- Data for this exercise:
________

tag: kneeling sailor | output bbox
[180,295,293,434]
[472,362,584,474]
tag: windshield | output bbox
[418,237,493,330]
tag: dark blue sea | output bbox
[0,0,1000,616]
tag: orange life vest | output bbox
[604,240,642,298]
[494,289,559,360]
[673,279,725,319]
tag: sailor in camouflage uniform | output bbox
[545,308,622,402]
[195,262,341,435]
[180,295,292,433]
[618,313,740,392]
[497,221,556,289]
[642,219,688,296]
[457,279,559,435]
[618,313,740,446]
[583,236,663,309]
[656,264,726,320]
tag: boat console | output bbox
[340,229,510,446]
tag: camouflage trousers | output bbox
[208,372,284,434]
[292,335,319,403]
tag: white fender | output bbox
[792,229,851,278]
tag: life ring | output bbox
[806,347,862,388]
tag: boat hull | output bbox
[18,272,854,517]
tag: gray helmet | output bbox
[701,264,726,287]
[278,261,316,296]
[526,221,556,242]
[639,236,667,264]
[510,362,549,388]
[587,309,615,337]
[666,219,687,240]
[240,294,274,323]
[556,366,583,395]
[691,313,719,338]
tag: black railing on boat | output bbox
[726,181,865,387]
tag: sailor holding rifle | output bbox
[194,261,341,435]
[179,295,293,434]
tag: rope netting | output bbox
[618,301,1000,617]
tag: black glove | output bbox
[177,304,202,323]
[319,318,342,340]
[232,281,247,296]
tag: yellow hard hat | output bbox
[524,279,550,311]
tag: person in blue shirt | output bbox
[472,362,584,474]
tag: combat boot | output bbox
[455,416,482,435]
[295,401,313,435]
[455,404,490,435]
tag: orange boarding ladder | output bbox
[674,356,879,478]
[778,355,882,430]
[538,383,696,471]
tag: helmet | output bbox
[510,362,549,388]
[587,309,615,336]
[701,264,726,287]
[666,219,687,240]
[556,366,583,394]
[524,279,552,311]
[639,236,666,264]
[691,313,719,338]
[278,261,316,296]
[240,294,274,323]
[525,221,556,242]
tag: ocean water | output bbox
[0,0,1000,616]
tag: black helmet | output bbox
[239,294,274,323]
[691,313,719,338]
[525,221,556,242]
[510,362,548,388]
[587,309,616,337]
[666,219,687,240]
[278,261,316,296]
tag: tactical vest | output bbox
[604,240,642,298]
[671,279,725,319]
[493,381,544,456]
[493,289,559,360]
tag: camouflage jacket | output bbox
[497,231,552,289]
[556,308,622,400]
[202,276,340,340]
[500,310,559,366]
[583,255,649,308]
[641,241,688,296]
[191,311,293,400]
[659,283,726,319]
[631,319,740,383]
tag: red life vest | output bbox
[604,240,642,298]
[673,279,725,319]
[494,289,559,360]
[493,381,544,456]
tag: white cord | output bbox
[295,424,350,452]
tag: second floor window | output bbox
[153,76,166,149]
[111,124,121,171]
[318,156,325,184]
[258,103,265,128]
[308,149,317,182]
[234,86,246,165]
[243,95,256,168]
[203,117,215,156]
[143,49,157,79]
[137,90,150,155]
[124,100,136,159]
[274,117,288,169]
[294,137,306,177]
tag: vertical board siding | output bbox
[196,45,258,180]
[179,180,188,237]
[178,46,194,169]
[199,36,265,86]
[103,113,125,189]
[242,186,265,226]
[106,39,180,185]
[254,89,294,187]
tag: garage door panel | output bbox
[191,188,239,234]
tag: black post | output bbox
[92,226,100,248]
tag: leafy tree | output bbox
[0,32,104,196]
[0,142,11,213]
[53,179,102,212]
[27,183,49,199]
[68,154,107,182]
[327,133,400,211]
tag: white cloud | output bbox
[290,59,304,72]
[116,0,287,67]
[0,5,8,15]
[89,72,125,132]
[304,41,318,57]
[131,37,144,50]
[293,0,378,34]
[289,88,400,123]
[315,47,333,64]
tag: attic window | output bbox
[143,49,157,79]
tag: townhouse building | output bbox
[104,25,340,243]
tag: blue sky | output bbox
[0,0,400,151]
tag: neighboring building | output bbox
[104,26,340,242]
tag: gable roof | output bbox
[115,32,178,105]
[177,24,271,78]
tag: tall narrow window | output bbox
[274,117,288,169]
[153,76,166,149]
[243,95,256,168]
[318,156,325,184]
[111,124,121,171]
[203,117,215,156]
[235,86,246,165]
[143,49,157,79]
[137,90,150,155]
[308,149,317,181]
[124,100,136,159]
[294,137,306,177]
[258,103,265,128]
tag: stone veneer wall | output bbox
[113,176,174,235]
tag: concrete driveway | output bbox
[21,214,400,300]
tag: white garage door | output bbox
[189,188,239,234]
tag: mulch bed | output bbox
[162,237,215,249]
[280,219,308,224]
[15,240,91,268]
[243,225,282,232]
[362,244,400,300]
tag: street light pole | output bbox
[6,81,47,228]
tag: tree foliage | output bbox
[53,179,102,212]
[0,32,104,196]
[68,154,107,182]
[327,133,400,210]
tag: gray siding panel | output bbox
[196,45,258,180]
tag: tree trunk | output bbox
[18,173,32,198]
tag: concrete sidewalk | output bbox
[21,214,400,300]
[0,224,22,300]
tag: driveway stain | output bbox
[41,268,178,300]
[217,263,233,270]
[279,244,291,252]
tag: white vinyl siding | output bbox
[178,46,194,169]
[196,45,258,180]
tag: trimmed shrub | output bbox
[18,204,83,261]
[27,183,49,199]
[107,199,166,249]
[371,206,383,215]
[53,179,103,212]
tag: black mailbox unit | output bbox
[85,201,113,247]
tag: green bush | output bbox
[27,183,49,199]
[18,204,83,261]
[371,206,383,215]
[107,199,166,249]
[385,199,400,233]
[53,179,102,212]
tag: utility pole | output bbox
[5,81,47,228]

________

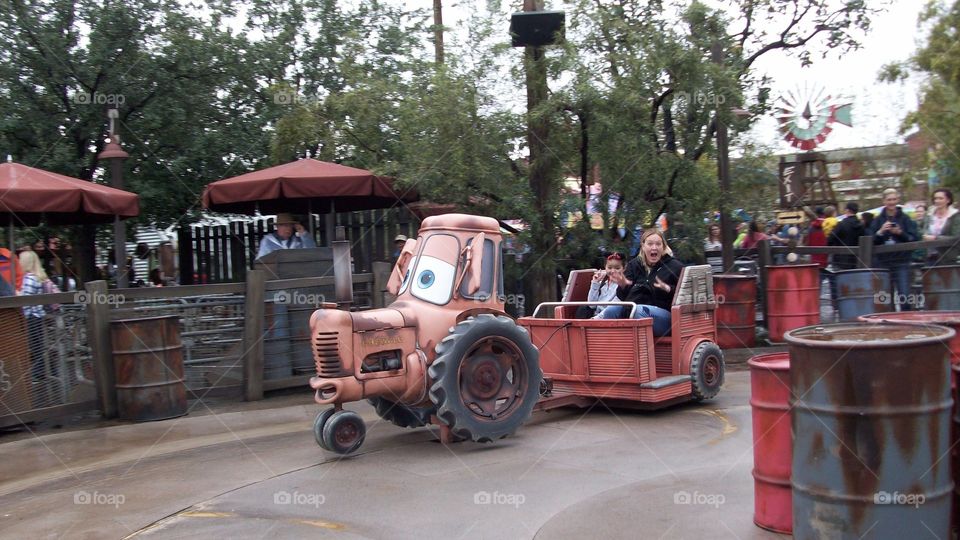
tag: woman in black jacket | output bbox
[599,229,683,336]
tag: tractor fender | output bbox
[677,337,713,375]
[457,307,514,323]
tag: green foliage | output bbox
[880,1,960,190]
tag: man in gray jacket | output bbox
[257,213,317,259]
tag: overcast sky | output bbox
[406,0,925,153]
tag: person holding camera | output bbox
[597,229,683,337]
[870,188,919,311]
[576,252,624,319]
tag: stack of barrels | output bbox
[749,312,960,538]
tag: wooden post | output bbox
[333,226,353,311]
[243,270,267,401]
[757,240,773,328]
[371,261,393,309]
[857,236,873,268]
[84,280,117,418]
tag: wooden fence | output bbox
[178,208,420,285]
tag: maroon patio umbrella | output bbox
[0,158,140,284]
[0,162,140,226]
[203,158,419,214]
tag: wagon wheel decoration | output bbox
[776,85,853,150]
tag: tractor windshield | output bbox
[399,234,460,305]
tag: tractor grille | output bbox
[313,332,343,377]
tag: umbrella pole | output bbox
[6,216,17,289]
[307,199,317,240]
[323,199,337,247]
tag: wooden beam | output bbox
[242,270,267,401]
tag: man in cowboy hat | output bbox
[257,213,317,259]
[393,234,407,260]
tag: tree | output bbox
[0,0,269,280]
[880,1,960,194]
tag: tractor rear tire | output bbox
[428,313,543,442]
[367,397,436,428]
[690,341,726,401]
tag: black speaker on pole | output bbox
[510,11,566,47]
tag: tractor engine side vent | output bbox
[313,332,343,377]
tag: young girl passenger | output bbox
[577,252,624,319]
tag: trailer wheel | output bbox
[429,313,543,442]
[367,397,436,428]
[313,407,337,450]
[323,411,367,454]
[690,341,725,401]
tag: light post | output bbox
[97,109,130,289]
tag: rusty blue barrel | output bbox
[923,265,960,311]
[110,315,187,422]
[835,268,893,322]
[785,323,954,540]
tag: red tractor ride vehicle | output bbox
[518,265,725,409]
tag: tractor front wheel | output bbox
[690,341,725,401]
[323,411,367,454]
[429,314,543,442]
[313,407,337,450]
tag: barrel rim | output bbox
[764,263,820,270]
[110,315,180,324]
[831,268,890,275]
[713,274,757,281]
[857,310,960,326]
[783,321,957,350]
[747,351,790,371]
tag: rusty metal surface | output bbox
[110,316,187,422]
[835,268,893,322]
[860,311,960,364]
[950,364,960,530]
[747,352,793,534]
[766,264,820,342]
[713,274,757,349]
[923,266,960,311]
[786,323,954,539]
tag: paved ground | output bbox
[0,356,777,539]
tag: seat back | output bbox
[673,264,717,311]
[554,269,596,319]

________

- Set exercise: Which lines in the entries above contain the word "person"? Pull out every one of them, counting uppercase and lowercase letters as different.

- Response to this task:
tag: person in blue shirt | output bbox
tag: person holding camera | output bbox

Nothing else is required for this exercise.